**Exercise aim:**
Recast each line of the entries below as a JSON list of strings, with one string per line and blank lines omitted. Leave the pictures out of the result.

Records
::::

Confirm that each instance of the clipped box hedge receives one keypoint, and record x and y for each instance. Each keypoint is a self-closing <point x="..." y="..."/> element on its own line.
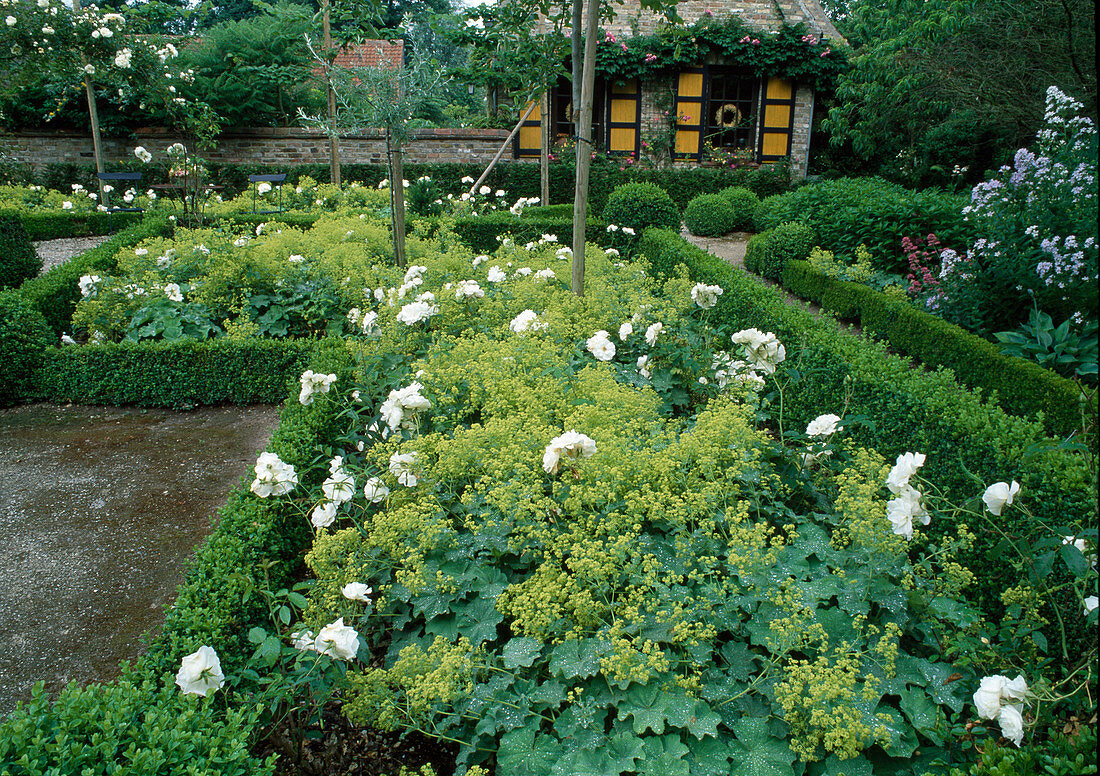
<point x="1022" y="388"/>
<point x="51" y="225"/>
<point x="141" y="722"/>
<point x="481" y="232"/>
<point x="56" y="293"/>
<point x="963" y="435"/>
<point x="179" y="374"/>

::::

**Correct output:**
[
  "Confirm that each instance of the clipped box hedge receives one keypoint, and record x and y for each instance. Each keypoint is a self-closing <point x=\"...\" y=\"...\"/> element on its own line.",
  "<point x=\"1022\" y=\"388\"/>",
  "<point x=\"51\" y=\"225\"/>",
  "<point x=\"141\" y=\"722\"/>",
  "<point x=\"481\" y=\"232\"/>",
  "<point x=\"56\" y=\"293\"/>",
  "<point x=\"963\" y=\"435\"/>",
  "<point x=\"179\" y=\"374\"/>"
]